▶ **Instructions**
A. In the tree-lights thread, retype the passage between "Ted Lee Lead" and "the dang tree.", inclusive.
B. According to the tree-lights thread, on what date did Ted Lee start the discussion?
C. The tree-lights thread lists some details under each poster's name. What are the labels of those details?

BEGIN Excerpt to read

Stringing lights on X-Mas tree - your technique?

Discussion in 'Archived Threads 2001-2004' started by Ted Lee, Dec 5, 2002.

  1. Ted Lee

    Ted Lee Lead Actor

    Joined:
    May 8, 2001
    Messages:
    8,390
    Likes Received:
    0
    so i KNOW there's got to be a better way than going round and round the dang tree.
    i thought i watched some show where the lady said something about stringing the lights up and down the tree, stringing the lights down the length of the branches as you go.
    also something about you need more lights then you think.
    anyway, do any of you have a technique? if so i'd love to hear it!
    thx,
    ted
     
  2. Thi Them

    Thi Them Producer

    Joined:
    Apr 20, 1999
    Messages:
    3,649
    Likes Received:
    0
    I do it round and round.

END Excerpt to read
BEGIN Dataset content

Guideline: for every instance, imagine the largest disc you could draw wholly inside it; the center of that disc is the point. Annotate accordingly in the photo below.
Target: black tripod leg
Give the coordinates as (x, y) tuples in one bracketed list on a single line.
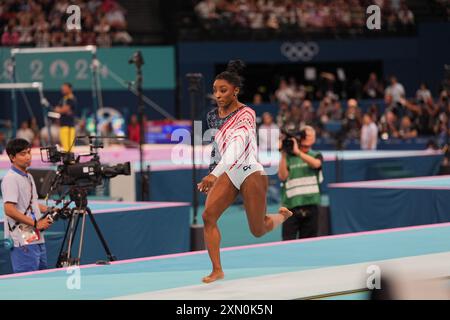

END Dataset content

▶ **Solutions to the exercise**
A.
Ted Lee Lead Actor

    Joined:
    May 8, 2001
    Messages:
    8,390
    Likes Received:
    0
    so i KNOW there's got to be a better way than going round and round the dang tree.

B. Dec 5, 2002.

C. Joined, Messages, Likes Received